======== SEGMENTO DO DOCUMENTO ========

Esta semana, a Papel convidou Mark Blyth, Professor
de Economia Política Internacional e no Watson Institute (Universidade de
Brown). É autor de obras como «Great Transformations: Economic Ideas and
Institutional Change in the Twentieth Century» e, mais recentemente,
«Austerity: The History of a Dangerous Idea [Austeridade: a História de uma
Ideia Perigosa]» – que será lançado brevemente em língua portuguesa pela
Quetzal Editores. É também autor de diversos artigos científicos e estudos em
jornais e revistas como «The American Political Science Review», «Review of
International Political Economy», «Journal of Evolutionary Economics» e
«Foreign Affairs and Foreign Policy magazine».
Durante a entrevista, Mark Blyth contou-se que virá
a Portugal no final de Novembro para participar numa conferência relacionada
com o tema do seu último livro.
PAPEL – Na obra «Austerity: The History of a Dangerous Idea», poderia
qualquer ideia, boa ou má, ter um período de vida tão longo se não ocultasse
fortes interesses?

======== INFORMAÇÃO FORNECIDA ========

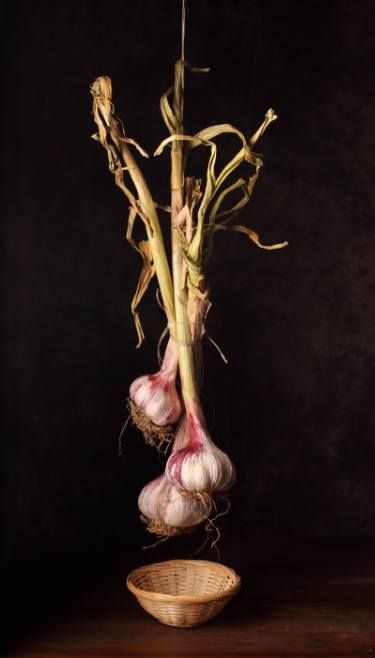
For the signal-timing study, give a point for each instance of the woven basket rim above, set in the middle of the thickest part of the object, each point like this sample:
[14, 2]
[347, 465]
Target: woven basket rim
[183, 598]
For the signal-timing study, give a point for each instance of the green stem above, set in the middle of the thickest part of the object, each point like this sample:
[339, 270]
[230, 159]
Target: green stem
[153, 229]
[183, 336]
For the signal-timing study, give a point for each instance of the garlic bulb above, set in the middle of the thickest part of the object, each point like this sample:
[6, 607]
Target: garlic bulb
[200, 466]
[156, 395]
[167, 511]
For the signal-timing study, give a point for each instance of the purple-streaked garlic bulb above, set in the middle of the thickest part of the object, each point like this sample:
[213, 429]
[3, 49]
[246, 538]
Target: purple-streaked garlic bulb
[165, 509]
[155, 396]
[199, 466]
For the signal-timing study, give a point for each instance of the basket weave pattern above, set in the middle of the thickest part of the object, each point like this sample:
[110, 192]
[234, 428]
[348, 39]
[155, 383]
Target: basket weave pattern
[183, 592]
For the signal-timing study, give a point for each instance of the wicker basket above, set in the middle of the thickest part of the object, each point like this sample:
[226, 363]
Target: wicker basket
[183, 592]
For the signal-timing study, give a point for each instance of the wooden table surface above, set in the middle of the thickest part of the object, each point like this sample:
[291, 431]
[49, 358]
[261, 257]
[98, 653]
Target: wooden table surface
[307, 598]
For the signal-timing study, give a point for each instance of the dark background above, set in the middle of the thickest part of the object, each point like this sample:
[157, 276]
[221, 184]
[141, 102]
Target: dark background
[295, 406]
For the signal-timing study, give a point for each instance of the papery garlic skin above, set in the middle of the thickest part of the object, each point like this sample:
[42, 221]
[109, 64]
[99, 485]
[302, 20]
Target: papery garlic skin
[162, 503]
[200, 466]
[159, 501]
[156, 395]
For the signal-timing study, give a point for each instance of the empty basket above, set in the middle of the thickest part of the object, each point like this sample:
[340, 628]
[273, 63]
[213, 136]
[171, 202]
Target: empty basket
[183, 592]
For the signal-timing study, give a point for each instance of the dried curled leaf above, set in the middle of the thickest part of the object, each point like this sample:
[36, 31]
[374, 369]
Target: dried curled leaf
[252, 235]
[147, 272]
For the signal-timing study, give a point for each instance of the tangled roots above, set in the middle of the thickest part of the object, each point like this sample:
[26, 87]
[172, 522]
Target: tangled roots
[156, 436]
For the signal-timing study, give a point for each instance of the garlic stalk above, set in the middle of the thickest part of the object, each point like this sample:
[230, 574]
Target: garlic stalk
[154, 401]
[200, 466]
[168, 511]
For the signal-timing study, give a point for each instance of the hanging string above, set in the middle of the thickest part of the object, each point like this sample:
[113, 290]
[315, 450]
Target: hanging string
[183, 34]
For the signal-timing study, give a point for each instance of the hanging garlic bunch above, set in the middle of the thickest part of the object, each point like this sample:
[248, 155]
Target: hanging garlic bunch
[200, 466]
[153, 399]
[168, 511]
[197, 469]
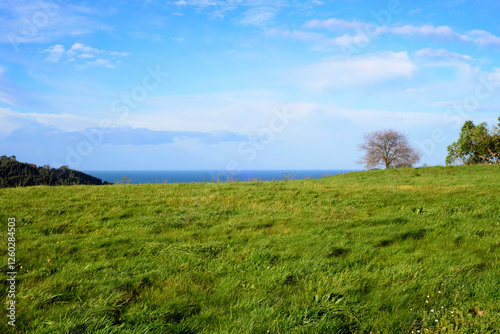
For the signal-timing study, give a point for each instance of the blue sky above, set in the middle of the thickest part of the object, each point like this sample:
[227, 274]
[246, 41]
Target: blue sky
[237, 84]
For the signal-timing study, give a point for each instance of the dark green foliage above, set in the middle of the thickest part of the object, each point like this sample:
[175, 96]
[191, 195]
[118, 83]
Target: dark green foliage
[19, 174]
[476, 144]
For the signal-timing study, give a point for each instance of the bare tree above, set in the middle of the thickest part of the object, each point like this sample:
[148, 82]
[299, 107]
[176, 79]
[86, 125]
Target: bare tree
[389, 148]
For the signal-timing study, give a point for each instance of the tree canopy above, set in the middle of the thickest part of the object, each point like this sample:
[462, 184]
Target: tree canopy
[476, 144]
[14, 173]
[389, 148]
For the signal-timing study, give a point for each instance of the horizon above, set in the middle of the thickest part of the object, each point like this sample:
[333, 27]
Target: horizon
[240, 85]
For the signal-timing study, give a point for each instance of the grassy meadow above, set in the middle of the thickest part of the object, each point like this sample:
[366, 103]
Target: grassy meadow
[382, 251]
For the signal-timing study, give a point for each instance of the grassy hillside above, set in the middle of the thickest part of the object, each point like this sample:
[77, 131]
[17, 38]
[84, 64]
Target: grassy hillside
[381, 251]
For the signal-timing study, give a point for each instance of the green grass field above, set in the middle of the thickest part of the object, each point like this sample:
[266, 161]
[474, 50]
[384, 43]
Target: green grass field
[383, 251]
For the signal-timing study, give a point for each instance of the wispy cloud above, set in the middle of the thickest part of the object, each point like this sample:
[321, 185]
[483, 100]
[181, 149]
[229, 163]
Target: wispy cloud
[254, 12]
[79, 52]
[357, 71]
[428, 30]
[45, 21]
[442, 55]
[358, 32]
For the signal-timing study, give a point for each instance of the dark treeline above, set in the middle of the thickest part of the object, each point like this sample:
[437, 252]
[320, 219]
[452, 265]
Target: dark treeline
[19, 174]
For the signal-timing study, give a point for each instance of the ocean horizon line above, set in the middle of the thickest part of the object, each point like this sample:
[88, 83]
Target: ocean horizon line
[201, 176]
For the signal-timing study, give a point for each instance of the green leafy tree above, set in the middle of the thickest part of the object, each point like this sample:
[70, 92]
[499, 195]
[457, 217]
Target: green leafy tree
[476, 144]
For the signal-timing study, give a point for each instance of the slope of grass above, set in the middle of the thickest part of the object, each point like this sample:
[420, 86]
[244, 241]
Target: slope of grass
[380, 251]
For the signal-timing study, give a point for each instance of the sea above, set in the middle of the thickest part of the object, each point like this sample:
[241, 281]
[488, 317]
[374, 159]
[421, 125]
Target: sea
[187, 176]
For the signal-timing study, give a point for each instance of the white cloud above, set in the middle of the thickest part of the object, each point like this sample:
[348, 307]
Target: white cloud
[365, 31]
[43, 22]
[11, 120]
[101, 62]
[357, 71]
[258, 16]
[334, 23]
[484, 38]
[428, 30]
[415, 90]
[55, 52]
[296, 34]
[84, 53]
[254, 12]
[442, 55]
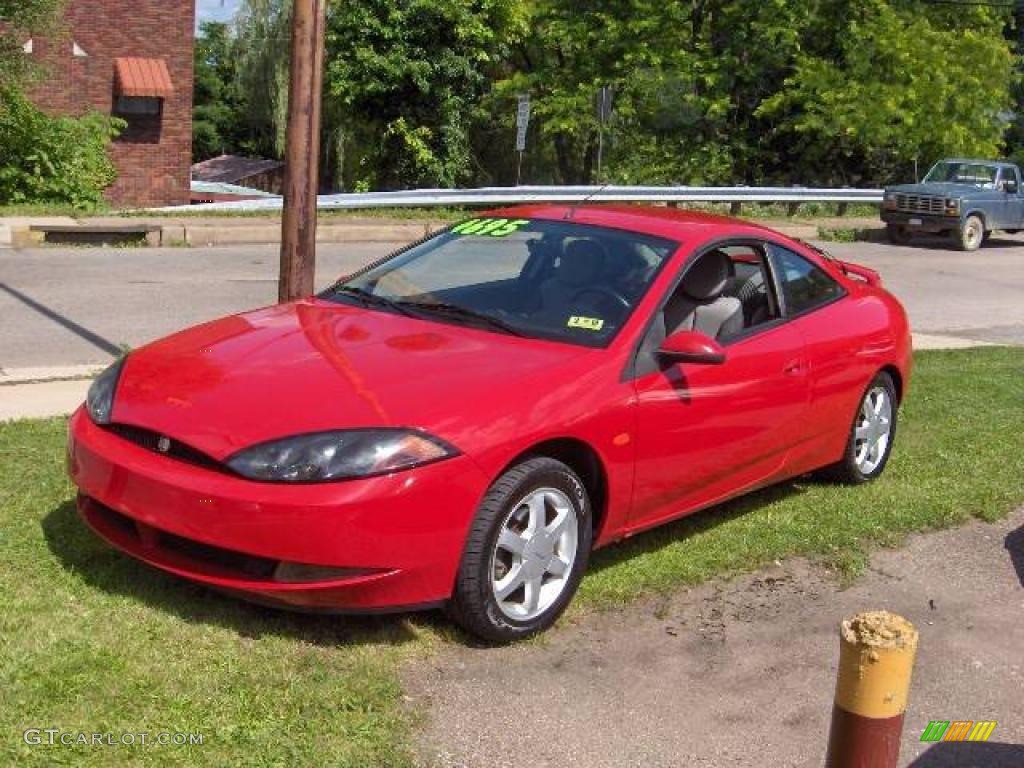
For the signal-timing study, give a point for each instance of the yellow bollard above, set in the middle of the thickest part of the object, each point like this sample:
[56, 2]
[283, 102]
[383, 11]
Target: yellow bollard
[877, 651]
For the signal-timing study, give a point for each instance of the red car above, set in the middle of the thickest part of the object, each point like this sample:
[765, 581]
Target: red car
[462, 423]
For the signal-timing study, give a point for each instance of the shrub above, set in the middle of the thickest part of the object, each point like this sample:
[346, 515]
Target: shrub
[53, 160]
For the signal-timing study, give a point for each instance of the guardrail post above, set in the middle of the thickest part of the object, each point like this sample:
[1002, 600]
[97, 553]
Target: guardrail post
[877, 651]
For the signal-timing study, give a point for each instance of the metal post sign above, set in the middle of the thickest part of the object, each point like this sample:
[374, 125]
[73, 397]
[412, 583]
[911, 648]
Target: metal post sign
[521, 121]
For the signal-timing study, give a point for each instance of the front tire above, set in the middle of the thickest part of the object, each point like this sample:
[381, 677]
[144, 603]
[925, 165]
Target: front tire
[971, 235]
[525, 553]
[871, 434]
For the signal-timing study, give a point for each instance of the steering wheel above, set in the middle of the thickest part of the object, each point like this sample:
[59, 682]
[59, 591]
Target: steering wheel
[608, 293]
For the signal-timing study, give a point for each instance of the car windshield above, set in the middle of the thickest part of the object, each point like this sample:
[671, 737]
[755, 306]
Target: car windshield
[955, 172]
[553, 280]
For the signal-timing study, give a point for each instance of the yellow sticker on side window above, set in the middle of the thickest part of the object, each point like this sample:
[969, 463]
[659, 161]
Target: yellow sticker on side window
[590, 324]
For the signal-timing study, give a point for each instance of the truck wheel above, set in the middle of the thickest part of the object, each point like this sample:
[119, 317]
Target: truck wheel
[898, 233]
[971, 235]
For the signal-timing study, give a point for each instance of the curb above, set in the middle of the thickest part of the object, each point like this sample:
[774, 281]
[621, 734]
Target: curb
[17, 233]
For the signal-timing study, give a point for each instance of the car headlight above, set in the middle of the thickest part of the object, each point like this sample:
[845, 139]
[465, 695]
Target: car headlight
[323, 457]
[99, 399]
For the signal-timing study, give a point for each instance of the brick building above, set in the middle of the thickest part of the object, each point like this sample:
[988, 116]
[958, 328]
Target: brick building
[131, 58]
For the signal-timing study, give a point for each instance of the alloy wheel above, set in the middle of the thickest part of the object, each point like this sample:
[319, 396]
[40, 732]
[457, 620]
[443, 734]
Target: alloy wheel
[534, 554]
[873, 429]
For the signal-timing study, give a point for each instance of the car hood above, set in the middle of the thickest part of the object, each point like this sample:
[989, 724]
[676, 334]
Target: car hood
[314, 366]
[944, 189]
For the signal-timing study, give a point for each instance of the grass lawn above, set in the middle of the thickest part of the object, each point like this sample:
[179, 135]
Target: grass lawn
[91, 641]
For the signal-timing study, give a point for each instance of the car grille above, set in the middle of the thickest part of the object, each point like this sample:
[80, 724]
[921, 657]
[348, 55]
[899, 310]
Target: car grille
[238, 564]
[920, 204]
[150, 440]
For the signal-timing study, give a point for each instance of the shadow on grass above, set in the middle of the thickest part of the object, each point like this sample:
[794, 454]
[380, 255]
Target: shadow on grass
[965, 754]
[1015, 546]
[104, 568]
[665, 536]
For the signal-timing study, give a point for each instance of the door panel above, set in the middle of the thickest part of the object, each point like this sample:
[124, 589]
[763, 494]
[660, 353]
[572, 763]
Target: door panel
[708, 431]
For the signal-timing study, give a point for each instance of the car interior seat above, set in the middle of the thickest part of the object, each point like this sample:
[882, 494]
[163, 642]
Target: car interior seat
[582, 264]
[753, 296]
[698, 303]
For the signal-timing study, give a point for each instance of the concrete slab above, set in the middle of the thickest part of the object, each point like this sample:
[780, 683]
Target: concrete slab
[41, 399]
[38, 374]
[933, 341]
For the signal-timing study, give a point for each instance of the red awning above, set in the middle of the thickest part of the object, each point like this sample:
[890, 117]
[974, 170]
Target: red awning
[142, 77]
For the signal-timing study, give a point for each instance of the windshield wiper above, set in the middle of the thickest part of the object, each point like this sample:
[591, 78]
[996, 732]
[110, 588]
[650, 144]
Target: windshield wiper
[372, 299]
[454, 310]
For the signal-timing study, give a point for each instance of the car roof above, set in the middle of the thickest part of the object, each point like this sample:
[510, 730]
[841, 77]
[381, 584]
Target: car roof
[976, 161]
[674, 223]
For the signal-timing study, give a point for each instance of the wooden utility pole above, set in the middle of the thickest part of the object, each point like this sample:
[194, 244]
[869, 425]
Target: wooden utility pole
[298, 222]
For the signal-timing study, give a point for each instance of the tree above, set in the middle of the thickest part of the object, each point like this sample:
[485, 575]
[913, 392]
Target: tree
[53, 160]
[44, 159]
[404, 80]
[891, 83]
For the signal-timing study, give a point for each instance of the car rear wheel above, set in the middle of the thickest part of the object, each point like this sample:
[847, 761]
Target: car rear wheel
[971, 235]
[898, 233]
[871, 435]
[525, 554]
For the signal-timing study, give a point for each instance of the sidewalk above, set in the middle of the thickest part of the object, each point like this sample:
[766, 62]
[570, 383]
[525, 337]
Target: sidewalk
[41, 392]
[228, 230]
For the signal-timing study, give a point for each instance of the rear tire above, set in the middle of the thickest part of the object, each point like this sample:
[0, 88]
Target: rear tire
[971, 235]
[525, 553]
[898, 233]
[871, 435]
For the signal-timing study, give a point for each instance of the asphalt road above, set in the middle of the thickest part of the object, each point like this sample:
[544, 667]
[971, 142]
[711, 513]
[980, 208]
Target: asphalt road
[65, 306]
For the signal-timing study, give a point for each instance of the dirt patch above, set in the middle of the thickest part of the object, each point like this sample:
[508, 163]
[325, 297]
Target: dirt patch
[742, 672]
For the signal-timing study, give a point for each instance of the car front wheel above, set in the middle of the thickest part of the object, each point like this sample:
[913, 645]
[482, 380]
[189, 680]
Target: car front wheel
[871, 434]
[971, 235]
[525, 554]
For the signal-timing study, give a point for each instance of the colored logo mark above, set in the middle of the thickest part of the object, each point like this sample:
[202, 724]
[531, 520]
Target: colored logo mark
[958, 730]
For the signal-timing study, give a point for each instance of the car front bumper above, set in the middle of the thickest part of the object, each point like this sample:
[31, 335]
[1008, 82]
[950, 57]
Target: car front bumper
[381, 543]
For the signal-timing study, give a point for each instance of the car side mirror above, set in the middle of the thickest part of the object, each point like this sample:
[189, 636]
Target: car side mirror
[691, 346]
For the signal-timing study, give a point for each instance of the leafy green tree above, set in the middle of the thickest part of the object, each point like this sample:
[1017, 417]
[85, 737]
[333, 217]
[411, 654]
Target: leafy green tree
[218, 103]
[53, 160]
[44, 159]
[407, 78]
[891, 82]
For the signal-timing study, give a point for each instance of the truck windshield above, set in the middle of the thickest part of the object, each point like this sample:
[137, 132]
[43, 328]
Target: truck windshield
[953, 172]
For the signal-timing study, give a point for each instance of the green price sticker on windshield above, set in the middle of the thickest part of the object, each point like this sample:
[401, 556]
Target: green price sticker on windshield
[491, 227]
[590, 324]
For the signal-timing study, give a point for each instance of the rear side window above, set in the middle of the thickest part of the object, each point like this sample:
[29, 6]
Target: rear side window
[804, 286]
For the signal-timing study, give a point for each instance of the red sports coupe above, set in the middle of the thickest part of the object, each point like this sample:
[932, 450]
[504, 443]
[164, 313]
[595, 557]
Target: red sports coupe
[461, 423]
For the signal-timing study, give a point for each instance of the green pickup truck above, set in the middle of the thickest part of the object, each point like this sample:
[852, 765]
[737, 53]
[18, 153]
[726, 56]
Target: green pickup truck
[967, 199]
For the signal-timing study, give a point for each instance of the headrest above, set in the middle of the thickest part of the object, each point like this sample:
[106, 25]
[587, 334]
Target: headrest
[582, 263]
[708, 278]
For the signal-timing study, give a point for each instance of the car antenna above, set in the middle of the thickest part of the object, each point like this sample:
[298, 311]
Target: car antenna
[571, 212]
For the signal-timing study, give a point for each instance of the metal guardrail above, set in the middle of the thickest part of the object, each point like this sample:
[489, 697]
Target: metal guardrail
[492, 196]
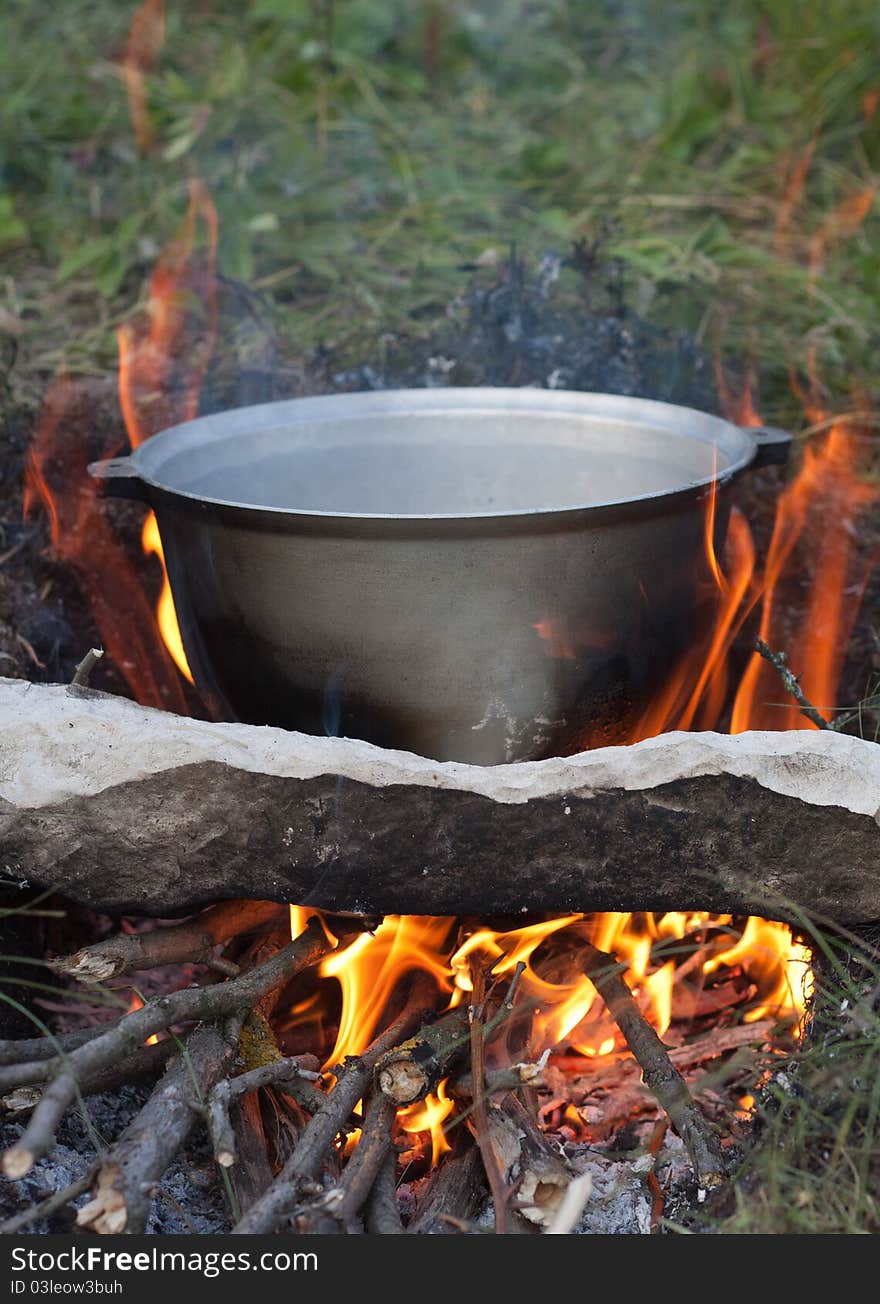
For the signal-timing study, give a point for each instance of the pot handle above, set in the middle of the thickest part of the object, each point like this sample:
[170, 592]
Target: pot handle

========

Segundo o trecho sobre Mark Blyth, que editora vai lançar em língua portuguesa o livro dele sobre a austeridade?

A Quetzal Editores.